▶ [AIM]: Reproduce the data below exactly, starting with the line that contains "Trace the outline of every instance of the man's" and stopping after the line that contains "M918 472L918 468L926".

▶ [MATERIAL FOR THIS TASK]:
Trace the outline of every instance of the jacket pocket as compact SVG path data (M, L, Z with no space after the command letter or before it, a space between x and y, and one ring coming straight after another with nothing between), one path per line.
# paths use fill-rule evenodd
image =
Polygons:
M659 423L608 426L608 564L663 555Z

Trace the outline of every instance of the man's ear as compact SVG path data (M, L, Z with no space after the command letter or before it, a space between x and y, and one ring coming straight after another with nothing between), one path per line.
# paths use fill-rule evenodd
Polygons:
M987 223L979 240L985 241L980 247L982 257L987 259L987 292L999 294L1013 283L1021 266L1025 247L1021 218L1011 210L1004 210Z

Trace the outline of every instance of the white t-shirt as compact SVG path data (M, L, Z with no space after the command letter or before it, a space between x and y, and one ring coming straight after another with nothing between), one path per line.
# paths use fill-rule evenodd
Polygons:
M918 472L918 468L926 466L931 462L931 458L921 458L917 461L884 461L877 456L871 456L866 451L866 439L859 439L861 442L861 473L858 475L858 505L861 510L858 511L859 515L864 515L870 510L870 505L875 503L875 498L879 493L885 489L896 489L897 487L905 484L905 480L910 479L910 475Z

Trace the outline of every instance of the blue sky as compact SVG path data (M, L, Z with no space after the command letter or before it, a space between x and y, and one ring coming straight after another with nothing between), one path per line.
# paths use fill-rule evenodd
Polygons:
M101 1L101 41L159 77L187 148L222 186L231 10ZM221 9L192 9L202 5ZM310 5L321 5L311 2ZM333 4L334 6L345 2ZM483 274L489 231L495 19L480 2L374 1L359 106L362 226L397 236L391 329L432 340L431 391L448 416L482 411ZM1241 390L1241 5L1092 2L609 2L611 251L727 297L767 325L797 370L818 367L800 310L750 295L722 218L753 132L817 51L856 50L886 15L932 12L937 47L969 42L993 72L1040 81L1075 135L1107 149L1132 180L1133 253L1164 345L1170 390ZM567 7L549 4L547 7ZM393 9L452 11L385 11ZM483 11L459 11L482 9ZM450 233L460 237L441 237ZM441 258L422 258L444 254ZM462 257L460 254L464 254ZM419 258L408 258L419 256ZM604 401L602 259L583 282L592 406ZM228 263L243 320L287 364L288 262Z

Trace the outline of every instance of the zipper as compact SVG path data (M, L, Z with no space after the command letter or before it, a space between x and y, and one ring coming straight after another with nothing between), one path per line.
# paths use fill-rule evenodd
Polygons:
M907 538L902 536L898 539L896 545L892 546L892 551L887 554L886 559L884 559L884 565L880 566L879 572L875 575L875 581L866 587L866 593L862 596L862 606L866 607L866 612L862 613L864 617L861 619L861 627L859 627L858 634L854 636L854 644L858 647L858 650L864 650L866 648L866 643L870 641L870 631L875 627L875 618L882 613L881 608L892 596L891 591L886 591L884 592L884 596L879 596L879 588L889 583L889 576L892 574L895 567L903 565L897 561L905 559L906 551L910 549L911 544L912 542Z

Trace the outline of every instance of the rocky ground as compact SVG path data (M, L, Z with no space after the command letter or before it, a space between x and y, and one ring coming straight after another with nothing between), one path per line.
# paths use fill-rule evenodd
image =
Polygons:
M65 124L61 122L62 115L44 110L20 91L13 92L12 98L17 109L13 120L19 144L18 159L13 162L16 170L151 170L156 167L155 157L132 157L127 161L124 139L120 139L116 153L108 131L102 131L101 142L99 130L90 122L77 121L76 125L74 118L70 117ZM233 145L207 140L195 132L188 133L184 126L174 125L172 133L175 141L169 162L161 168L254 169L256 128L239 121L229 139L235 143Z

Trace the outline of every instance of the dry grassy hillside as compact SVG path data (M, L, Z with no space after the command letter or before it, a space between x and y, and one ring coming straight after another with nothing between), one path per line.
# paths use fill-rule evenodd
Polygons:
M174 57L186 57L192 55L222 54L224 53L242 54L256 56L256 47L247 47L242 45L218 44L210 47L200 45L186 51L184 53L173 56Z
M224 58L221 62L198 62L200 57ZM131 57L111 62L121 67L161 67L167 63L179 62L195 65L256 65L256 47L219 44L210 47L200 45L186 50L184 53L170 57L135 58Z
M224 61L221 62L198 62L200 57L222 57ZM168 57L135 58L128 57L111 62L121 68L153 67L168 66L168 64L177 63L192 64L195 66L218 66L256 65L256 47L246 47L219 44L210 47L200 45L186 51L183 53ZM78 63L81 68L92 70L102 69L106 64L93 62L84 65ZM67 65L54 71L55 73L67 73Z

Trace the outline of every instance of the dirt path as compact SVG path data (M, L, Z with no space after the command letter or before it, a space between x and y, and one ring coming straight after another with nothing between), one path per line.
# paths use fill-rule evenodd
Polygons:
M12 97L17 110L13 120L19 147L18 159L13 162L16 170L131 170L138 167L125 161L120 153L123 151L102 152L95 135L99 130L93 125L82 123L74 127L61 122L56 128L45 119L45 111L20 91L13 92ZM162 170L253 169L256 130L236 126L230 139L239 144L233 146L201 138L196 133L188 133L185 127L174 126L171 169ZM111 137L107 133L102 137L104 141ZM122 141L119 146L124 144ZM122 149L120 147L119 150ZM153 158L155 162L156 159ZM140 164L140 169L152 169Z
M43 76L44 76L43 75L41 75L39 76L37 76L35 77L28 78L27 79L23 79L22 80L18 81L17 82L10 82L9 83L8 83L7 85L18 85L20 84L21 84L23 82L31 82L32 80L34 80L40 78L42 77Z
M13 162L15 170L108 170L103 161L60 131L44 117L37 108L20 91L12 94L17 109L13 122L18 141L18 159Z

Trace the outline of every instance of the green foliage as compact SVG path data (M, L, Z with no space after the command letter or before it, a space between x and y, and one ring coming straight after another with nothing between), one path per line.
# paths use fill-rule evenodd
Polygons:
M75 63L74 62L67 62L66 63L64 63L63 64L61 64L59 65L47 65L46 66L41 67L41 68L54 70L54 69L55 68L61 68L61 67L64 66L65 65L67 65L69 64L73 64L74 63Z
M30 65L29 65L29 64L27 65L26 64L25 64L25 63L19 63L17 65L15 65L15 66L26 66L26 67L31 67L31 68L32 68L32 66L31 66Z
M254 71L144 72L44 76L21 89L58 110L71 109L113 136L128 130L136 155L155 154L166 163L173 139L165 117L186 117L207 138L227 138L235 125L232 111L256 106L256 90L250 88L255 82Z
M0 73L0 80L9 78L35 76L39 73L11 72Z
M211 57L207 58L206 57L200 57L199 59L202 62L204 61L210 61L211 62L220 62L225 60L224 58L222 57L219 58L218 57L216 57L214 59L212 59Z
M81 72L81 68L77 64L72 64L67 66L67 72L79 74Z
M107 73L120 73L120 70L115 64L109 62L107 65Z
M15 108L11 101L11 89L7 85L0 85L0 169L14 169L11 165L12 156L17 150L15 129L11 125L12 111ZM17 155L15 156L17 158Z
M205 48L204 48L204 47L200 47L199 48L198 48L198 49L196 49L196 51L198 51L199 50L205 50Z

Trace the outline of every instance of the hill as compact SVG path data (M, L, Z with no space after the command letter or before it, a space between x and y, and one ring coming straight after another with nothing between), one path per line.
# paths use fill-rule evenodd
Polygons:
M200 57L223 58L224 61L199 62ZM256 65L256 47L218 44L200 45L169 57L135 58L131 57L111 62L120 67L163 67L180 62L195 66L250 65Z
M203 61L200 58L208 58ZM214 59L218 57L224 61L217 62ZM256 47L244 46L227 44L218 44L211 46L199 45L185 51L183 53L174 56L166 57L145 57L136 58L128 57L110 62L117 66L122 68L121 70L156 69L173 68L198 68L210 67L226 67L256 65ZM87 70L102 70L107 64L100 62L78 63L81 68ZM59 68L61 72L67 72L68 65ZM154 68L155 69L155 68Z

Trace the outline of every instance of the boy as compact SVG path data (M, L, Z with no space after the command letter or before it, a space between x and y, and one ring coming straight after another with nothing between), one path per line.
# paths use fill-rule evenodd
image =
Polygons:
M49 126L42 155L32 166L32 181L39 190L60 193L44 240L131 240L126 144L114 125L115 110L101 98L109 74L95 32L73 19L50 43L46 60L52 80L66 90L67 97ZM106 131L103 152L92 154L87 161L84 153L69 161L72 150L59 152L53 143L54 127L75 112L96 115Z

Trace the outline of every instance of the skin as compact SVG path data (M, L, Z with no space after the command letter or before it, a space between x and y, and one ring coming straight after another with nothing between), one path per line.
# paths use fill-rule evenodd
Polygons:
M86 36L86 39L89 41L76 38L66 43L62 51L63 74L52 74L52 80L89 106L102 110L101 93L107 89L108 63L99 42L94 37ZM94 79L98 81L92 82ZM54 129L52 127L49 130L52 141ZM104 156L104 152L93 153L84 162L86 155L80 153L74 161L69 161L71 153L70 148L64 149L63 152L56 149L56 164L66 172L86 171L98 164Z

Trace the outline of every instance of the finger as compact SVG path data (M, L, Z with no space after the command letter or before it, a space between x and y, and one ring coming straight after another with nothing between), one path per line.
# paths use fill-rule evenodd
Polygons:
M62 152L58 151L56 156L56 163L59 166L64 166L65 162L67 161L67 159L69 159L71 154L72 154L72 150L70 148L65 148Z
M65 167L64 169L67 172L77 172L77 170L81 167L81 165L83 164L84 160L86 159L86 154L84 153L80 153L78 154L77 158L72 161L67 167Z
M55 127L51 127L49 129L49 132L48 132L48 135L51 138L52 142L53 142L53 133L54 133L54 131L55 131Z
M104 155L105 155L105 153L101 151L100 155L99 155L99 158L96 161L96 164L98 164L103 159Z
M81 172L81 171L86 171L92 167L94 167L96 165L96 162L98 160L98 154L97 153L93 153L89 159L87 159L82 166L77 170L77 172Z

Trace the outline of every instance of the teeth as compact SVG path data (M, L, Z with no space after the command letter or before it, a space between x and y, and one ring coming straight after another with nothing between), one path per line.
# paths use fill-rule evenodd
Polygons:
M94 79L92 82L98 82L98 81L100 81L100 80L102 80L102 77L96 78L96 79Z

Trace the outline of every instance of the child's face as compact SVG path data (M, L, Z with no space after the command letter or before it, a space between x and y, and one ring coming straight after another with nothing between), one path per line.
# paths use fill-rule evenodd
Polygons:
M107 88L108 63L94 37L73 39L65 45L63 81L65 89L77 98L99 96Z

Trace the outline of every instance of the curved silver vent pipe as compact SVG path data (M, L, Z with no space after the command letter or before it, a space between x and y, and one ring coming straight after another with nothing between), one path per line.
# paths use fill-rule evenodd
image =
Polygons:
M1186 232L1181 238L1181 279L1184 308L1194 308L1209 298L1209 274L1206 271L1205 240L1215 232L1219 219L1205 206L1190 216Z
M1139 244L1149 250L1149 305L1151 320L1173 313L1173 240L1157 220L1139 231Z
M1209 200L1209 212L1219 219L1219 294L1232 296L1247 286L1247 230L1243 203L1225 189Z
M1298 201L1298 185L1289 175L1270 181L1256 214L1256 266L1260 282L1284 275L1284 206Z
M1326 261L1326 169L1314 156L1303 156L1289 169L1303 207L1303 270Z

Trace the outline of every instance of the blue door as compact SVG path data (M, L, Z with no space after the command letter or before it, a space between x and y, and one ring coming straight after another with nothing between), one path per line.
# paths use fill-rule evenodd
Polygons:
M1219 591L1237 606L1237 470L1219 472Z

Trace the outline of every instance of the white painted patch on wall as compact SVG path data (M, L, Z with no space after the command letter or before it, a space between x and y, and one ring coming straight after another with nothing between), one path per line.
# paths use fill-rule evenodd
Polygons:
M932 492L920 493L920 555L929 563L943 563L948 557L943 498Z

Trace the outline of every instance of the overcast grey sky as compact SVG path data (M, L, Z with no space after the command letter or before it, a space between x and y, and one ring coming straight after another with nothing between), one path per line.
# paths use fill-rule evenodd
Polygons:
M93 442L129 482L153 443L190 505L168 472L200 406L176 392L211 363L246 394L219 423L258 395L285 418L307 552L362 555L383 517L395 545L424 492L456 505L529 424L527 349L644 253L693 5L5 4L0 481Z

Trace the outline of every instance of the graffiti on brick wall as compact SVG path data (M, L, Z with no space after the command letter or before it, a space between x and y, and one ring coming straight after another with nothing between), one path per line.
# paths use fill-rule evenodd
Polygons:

▶ [FINAL ANSWER]:
Trace the outline of every instance of the man's ear as compact SVG path data (M, L, Z with no space after the command letter or before it, a space between x and y, and one ring coming straight after another with nothing between), one path per line.
# paths use fill-rule evenodd
Polygons:
M987 223L979 240L985 241L980 247L982 257L987 259L987 292L999 294L1013 283L1021 266L1025 247L1021 218L1011 210L1004 210Z

Trace the outline of every instance of the white t-shirt as compact SVG path data (M, L, Z with no space after the command letter or before it, a space between x and y, and one ring coming straight after another with nothing between), one path per line.
# paths use fill-rule evenodd
Polygons:
M918 472L918 468L926 466L931 462L931 458L921 458L917 461L884 461L877 456L871 456L866 451L866 439L859 439L861 442L861 473L858 475L858 505L861 510L858 511L859 515L864 515L870 510L870 505L875 503L875 498L879 493L885 489L896 489L897 487L905 484L905 480L910 479L910 475Z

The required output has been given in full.